- [Passage to read]:
-- -- --
32 Python computation 1: projection in a finite-dimensional Hilbert space

This computation projects a vector onto the span of two non-orthonormal vectors.

Code

import numpy as np

v1 = np.array([1.0, 1.0, 0.0])
v2 = np.array([1.0, 0.0, 1.0])
y  = np.array([2.0, 1.0, 3.0])

A = np.column_stack([v1, v2])

# Projection onto im(A): A(A^T A)^{-1}A^T y
proj = A @ np.linalg.solve(A.T @ A, A.T @ y)
residual = y - proj

print("Projection:", proj)
print("Residual:", residual)
print("A^T residual:", A.T @ residual)

Projection: [2.66666667 0.33333333 2.33333333]
Residual: [-0.66666667  0.66666667  0.66666667]
A^T residual: [-2.22044605e-16 -4.44089210e-16]

The last line should be approximately zero. This verifies the orthogonality condition.

33 Python computation 2: best quadratic approximation to $e^x$

We approximate $e^x$ on $[0,1]$ by a quadratic polynomial

\[ p(x)=c_0+c_1x+c_2x^2 \]

using the $L^2$ inner product.

The normal equations are

\[ G\mathbf{c}=\mathbf{b}, \]

where

\[ G_{ij}=\int_0^1 x^{i+j}\,dx, \qquad b_i=\int_0^1 e^x x^i\,dx. \]

Code

import sympy as sp

x = sp.symbols("x")
basis = [1, x, x**2]
f = sp.exp(x)

G = sp.Matrix([[sp.integrate(basis[j]*basis[i], (x, 0, 1))
                for j in range(3)] for i in range(3)])

rhs = sp.Matrix([sp.integrate(f*basis[i], (x, 0, 1)) for i in range(3)])

c = G.LUsolve(rhs)
p = sp.expand(sum(c[i]*basis[i] for i in range(3)))
-- -- --
- [Dataset rows]:

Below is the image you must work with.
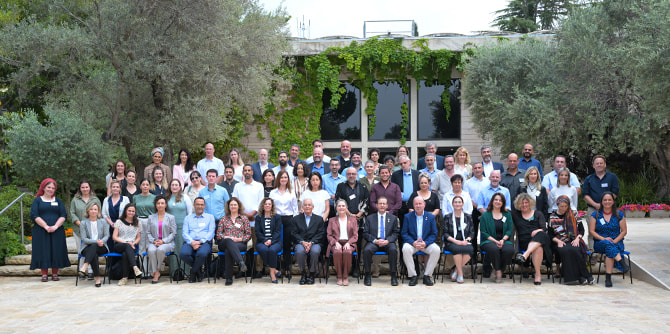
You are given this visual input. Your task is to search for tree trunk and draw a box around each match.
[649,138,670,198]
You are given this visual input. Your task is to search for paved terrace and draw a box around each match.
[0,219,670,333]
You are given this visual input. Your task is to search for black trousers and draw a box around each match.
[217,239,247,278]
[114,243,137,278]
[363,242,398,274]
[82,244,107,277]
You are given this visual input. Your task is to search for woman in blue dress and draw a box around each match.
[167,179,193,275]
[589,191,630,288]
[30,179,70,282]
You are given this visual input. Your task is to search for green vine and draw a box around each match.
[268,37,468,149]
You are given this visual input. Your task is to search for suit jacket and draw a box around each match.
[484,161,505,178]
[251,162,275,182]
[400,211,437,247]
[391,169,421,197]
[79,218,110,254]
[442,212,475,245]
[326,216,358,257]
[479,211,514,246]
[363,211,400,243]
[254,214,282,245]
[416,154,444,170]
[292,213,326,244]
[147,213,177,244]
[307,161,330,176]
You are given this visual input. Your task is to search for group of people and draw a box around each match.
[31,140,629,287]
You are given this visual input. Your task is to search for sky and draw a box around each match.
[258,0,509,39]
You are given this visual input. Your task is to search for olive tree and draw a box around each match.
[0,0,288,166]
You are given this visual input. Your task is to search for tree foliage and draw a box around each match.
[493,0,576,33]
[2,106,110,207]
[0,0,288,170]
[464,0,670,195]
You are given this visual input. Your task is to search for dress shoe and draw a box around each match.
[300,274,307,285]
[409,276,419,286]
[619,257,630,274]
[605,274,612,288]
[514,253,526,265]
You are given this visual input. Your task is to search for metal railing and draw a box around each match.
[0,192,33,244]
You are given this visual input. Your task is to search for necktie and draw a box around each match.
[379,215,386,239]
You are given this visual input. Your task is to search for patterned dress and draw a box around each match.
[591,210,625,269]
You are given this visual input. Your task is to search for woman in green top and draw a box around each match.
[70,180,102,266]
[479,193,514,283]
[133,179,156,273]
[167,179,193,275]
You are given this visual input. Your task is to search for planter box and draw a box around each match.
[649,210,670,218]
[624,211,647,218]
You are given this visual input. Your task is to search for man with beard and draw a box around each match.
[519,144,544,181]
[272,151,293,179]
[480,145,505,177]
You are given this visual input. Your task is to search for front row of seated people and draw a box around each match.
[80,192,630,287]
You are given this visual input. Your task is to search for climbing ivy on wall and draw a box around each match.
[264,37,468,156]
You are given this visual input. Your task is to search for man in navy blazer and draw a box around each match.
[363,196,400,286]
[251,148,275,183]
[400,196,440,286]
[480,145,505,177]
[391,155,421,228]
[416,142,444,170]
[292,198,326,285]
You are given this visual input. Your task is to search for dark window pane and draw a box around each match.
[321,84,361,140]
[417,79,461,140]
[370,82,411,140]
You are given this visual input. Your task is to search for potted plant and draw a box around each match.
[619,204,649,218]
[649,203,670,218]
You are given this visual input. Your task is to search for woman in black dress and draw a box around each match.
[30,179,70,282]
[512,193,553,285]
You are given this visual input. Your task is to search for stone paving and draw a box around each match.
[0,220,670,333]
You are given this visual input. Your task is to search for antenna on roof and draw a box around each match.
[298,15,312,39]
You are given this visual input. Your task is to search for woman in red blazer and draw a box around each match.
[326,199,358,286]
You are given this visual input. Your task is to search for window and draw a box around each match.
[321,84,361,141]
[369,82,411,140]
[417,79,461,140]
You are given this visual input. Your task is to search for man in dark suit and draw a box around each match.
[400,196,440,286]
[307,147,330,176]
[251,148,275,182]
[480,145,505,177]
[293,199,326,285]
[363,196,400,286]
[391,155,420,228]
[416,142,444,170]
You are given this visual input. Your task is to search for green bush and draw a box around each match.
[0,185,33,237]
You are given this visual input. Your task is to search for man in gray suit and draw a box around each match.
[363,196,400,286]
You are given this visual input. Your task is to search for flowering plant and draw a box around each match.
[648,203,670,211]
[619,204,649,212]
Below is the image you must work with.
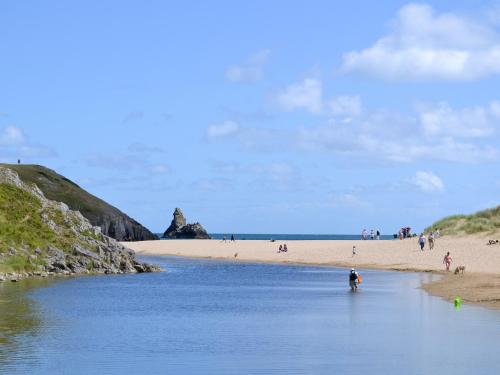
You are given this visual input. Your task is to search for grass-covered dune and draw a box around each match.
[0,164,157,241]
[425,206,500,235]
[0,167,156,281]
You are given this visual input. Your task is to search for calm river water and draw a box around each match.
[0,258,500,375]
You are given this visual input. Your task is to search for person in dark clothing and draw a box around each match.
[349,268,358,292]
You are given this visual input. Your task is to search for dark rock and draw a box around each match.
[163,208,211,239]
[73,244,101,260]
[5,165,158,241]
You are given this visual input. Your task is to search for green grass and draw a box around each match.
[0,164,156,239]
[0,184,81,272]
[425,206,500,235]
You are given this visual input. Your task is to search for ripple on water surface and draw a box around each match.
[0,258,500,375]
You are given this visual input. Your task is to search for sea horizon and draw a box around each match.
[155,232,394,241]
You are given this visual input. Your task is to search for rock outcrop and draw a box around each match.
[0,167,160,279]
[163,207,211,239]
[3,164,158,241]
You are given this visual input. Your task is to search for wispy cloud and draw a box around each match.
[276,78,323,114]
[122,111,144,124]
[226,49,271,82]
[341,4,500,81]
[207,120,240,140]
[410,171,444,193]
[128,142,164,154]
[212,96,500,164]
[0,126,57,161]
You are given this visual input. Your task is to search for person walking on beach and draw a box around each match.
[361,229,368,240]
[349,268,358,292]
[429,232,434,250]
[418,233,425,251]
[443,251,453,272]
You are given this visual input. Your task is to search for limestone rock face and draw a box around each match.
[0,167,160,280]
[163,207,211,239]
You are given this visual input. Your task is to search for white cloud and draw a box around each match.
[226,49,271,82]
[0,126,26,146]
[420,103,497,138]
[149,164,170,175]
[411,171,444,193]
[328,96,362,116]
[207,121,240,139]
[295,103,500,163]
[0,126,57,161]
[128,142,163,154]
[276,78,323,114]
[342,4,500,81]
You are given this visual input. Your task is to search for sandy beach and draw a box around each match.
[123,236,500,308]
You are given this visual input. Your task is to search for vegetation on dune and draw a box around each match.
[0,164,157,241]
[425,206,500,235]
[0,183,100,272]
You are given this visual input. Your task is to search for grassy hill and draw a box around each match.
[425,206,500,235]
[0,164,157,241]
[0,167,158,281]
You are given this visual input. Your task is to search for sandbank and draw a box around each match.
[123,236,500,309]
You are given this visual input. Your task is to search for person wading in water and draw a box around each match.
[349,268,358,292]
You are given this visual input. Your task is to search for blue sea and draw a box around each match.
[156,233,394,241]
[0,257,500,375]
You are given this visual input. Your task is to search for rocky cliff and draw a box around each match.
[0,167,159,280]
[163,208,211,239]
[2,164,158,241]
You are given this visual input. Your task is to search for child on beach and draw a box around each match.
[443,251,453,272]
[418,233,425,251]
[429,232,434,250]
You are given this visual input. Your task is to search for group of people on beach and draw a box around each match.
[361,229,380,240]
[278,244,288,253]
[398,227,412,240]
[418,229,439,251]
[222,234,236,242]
-- -- --
- [Directives]:
**1)** Reproduce the passage on Python computations between "for j in range(3)]" and "i in range(3)))", inclusive.
**2)** Write the next part of the passage on Python computations, picking up after its final line.

- [Task answers]:
**1)**
for j in range(3)] for i in range(3)])

rhs = sp.Matrix([sp.integrate(f*basis[i], (x, 0, 1)) for i in range(3)])

c = G.LUsolve(rhs)
p = sp.expand(sum(c[i]*basis[i] for i in range(3)))

**2)**
G, rhs, [sp.simplify(ci) for ci in c], p

(Matrix([
 [  1, 1/2, 1/3],
 [1/2, 1/3, 1/4],
 [1/3, 1/4, 1/5]]),
 Matrix([
 [-1 + E],
 [     1],
 [-2 + E]]),
 [-105 + 39*E, 588 - 216*E, -570 + 210*E],
 -570*x**2 + 210*E*x**2 - 216*E*x + 588*x - 105 + 39*E)

Code

# Numerical values
[float(ci) for ci in c]

[1.012991309902764, 0.8511250528462292, 0.8391839763994994]

34 Python computation 3: Fourier coefficients as coordinates

We approximate a square wave using finitely many sine terms.

Code

import numpy as np
import matplotlib.pyplot as plt

xs = np.linspace(-np.pi, np.pi, 1000)
f = np.sign(np.sin(xs))

def fourier_square(xs, N):
    s = np.zeros_like(xs)
    for k in range(1, N+1, 2):
        s += (4/np.pi) * np.sin(k*xs)/k
    return s

for N in [1, 3, 9, 25]:
    plt.plot(xs, fourier_square(xs, N), label=f"N={N}")

plt.plot(xs, f, "--", label="square wave")
plt.legend()
plt.title("Fourier projection onto low-frequency sine modes")
plt.xlabel("x")
plt.ylabel("value")
plt.show()

35 Challenge questions

35.1 Challenge 1: why closed subspaces matter

Explain why the projection theorem can fail if the subspace is not closed. Use the polynomial subspace of $L^2[0,1]$ as an intuitive example.

Solution

Let $\mathcal{H}=L^2[0,1]$ and let $\mathcal{M}$ be the space of polynomials. The polynomial space is dense in $L^2[0,1]$, but it is not closed.

Take a function $f\in L^2[0,1]$ that is not a polynomial, such as $f(x)=e^x$. Since polynomials are dense,

\[ \inf_{p\in\mathcal{M}}\|f-p\|_{L^2}=0. \]

But no polynomial equals $f$ as an $L^2$ vector. Therefore there is no closest polynomial in $\mathcal{M}$. The infimum is zero but is not attained.

35.2 Challenge 2: projection from Gram matrices

Let $\mathcal{M}=\operatorname{span}\{u_1,\ldots,u_m\}$ in a Hilbert space. Derive the system for the coefficients of $\operatorname{Proj}_{\mathcal{M}}y$.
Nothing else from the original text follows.